AIM OF THE TASK
Quote the listing below in its entirety.

Records of labeled points:

==============================

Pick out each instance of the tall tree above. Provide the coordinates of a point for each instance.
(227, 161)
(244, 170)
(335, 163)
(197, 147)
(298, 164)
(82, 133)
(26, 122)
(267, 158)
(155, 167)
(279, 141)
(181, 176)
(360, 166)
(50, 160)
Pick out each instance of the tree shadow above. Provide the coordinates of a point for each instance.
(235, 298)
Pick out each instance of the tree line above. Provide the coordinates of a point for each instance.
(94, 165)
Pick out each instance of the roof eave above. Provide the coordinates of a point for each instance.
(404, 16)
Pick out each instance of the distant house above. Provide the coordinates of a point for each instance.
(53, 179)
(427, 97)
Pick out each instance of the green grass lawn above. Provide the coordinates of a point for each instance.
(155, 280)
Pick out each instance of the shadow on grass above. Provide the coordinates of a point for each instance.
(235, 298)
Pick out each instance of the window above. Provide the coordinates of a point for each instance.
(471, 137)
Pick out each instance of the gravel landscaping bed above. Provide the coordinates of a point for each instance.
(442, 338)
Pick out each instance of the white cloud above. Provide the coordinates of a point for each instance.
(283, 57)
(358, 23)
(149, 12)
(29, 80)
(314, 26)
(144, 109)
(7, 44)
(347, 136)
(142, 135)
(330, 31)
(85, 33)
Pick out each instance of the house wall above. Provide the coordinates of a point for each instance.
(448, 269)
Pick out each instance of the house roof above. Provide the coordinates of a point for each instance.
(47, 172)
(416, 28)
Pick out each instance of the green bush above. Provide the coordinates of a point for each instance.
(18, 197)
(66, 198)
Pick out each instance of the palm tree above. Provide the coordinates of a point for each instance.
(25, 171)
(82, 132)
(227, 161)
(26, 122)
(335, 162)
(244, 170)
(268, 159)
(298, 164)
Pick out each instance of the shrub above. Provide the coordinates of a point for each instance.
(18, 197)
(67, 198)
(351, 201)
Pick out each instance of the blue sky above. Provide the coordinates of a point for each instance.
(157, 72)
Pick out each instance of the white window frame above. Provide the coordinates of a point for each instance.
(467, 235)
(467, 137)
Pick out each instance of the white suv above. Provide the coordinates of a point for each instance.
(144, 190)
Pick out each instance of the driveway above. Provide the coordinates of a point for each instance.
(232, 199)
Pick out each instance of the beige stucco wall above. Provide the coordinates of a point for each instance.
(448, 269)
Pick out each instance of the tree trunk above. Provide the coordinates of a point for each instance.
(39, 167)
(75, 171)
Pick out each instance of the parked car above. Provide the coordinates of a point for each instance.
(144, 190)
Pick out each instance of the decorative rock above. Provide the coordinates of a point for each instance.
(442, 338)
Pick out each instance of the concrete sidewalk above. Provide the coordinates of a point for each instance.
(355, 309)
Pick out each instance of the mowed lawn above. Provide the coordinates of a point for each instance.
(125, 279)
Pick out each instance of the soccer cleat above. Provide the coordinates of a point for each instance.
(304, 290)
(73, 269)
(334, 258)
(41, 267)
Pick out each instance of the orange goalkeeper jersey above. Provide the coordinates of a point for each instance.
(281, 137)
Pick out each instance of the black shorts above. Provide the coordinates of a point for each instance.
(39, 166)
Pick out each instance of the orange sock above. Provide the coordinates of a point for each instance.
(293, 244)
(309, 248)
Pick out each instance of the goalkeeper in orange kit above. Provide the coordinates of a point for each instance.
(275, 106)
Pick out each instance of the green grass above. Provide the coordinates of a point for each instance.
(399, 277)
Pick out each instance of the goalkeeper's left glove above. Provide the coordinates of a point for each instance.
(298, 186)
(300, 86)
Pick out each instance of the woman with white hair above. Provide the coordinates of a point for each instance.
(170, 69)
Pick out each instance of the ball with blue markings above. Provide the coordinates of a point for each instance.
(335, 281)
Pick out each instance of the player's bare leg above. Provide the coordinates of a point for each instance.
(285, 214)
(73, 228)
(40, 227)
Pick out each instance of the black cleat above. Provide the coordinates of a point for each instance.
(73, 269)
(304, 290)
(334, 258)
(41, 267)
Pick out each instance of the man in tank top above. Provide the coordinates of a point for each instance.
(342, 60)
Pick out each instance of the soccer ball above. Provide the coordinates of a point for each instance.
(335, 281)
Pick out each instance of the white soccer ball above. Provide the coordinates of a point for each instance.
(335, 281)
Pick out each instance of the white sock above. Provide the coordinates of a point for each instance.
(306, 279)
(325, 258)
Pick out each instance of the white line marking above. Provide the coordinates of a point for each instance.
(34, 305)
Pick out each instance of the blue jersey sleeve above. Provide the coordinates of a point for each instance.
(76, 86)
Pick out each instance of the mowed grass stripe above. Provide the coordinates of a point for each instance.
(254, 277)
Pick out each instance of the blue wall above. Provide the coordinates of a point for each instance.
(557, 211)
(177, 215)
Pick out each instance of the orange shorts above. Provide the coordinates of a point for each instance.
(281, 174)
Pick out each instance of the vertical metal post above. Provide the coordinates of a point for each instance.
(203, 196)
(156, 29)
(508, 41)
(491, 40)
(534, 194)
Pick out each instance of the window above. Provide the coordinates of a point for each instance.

==============================

RESPONSE
Pick out each instance of the tall tree above. Provide the coordinates of a point for each instance.
(227, 161)
(244, 170)
(335, 163)
(197, 147)
(298, 164)
(82, 133)
(26, 122)
(267, 158)
(155, 167)
(279, 141)
(181, 176)
(360, 166)
(50, 160)
Pick out each instance of the tree shadow above. Provide the coordinates of a point for each instance.
(235, 298)
Pick out each instance of the tree line above. Provide the coordinates of a point for each instance.
(94, 165)
Pick out each instance of the roof eave above. Provide the coordinates of a point for each instance.
(404, 16)
Pick out each instance of the distant house above. Provide the coordinates of a point for each instance.
(53, 179)
(427, 97)
Pick out each instance of the green grass lawn above. Provide the coordinates of a point for each instance.
(155, 280)
Pick out each instance of the shadow on grass above. Provide the coordinates of a point for each instance.
(235, 298)
Pick out each instance of the window above. Provide the coordinates of a point for each instance.
(471, 137)
Pick out each instance of the gravel landscaping bed above. Provide the coordinates of a point for each instance.
(442, 338)
Pick out each instance of the white cloud above. Provide the coordinates of a point for each instance.
(283, 57)
(358, 23)
(149, 12)
(29, 80)
(314, 26)
(144, 109)
(7, 44)
(347, 136)
(142, 135)
(330, 31)
(85, 33)
Pick out each instance of the house wall above. Provide the coordinates of a point for each instance.
(448, 269)
Pick out each instance of the house roof above. Provide the coordinates of a point for each instance.
(47, 172)
(416, 28)
Pick out each instance of the green bush above. Provide the coordinates of a point for each instance.
(18, 197)
(66, 198)
Pick out each instance of the palm tree above. Provide the coordinates of a point for each instance.
(25, 171)
(82, 132)
(227, 161)
(26, 122)
(335, 162)
(244, 170)
(268, 159)
(298, 164)
Pick out each instance of the shrub above. Provide the coordinates of a point for each instance.
(18, 197)
(67, 198)
(351, 201)
Pick out each instance of the blue sky above. Provide the coordinates of a point for each instance.
(157, 72)
Pick out each instance of the white window frame above. Provide the coordinates of a point for each instance.
(467, 235)
(467, 137)
Pick out each instance of the white suv above. Provide the coordinates of a point for each instance.
(144, 190)
Pick out each instance of the driveway above. Provide the coordinates of a point for each instance.
(232, 199)
Pick out each instance of the beige stucco wall above. Provide the coordinates of a point for each instance.
(448, 269)
Pick out each instance of the tree trunk above. Provide the coordinates of a point for each instance.
(39, 167)
(75, 171)
Pick out each instance of the parked car above. Provide the coordinates of a point for each instance.
(144, 190)
Pick out each instance of the decorative rock above. Provide the coordinates of a point for each instance.
(442, 338)
Pick out each instance of the concrete sidewalk above. Provide the coordinates of a point for each instance.
(355, 309)
Pick out each instance of the mowed lawn above. Provide the coordinates of a point for each instance.
(125, 279)
Pick out each instance of the soccer cleat above. Provide the coordinates of a point for each instance.
(304, 290)
(73, 269)
(334, 258)
(41, 267)
Pick out each instance of the orange goalkeeper jersey above. Provide the coordinates of a point for each instance.
(281, 137)
Pick out each instance of the black shorts above. Provide the coordinates of a point for each instance.
(39, 166)
Pick out each instance of the orange sock above. Provide the coordinates of a point for each instance.
(293, 244)
(309, 248)
Pick out each instance of the goalkeeper in orange kit above. Provide the coordinates of a point for each instance.
(275, 106)
Pick out each instance of the green grass above. Provide the coordinates of a point for each instance.
(399, 277)
Pick out each instance of the goalkeeper's left glove above. Provide the coordinates of a point for each instance.
(298, 186)
(300, 86)
Pick out each instance of the woman with white hair above. Provide the coordinates of a point for each instance.
(170, 69)
Pick out each instance of the ball with blue markings above. Provide the coordinates of a point for each instance.
(335, 281)
Pick out each instance of the player's bare leg above. Provide the coordinates of a point for each instance.
(285, 214)
(73, 228)
(40, 227)
Pick out each instance of the black cleat above. Provide the coordinates of a point for each instance.
(73, 269)
(304, 290)
(334, 258)
(41, 267)
Pick out each instance of the man in tank top above. Provide the coordinates of a point for each instance.
(342, 60)
Pick out each instance of the soccer ball above. Provide the coordinates of a point for each instance.
(335, 281)
Pick out each instance of the white soccer ball above. Provide the coordinates of a point for each instance.
(335, 281)
Pick out each instance of the white sock above. Provide the coordinates of a point for each instance.
(306, 279)
(325, 258)
Pick out each instance of the white line marking above. Provide the coordinates of a point for each instance.
(34, 305)
Pick out each instance of the blue jersey sleeve above. Provide the coordinates of a point for each instance.
(76, 86)
Pick out each instance of the mowed grass stripe above. Provide the coordinates of a point for each instance.
(254, 277)
Pick out each instance of the blue wall above. Provide the coordinates of a point for each instance.
(557, 211)
(177, 215)
Pick out each instance of the orange shorts above. Provide the coordinates of a point for each instance.
(281, 174)
Pick out each instance of the vertical metal post above. Provide the coordinates of a point for each instance.
(203, 196)
(156, 29)
(508, 41)
(491, 40)
(534, 194)
Pick out each instance of the window above. Provide the coordinates of a point for each instance.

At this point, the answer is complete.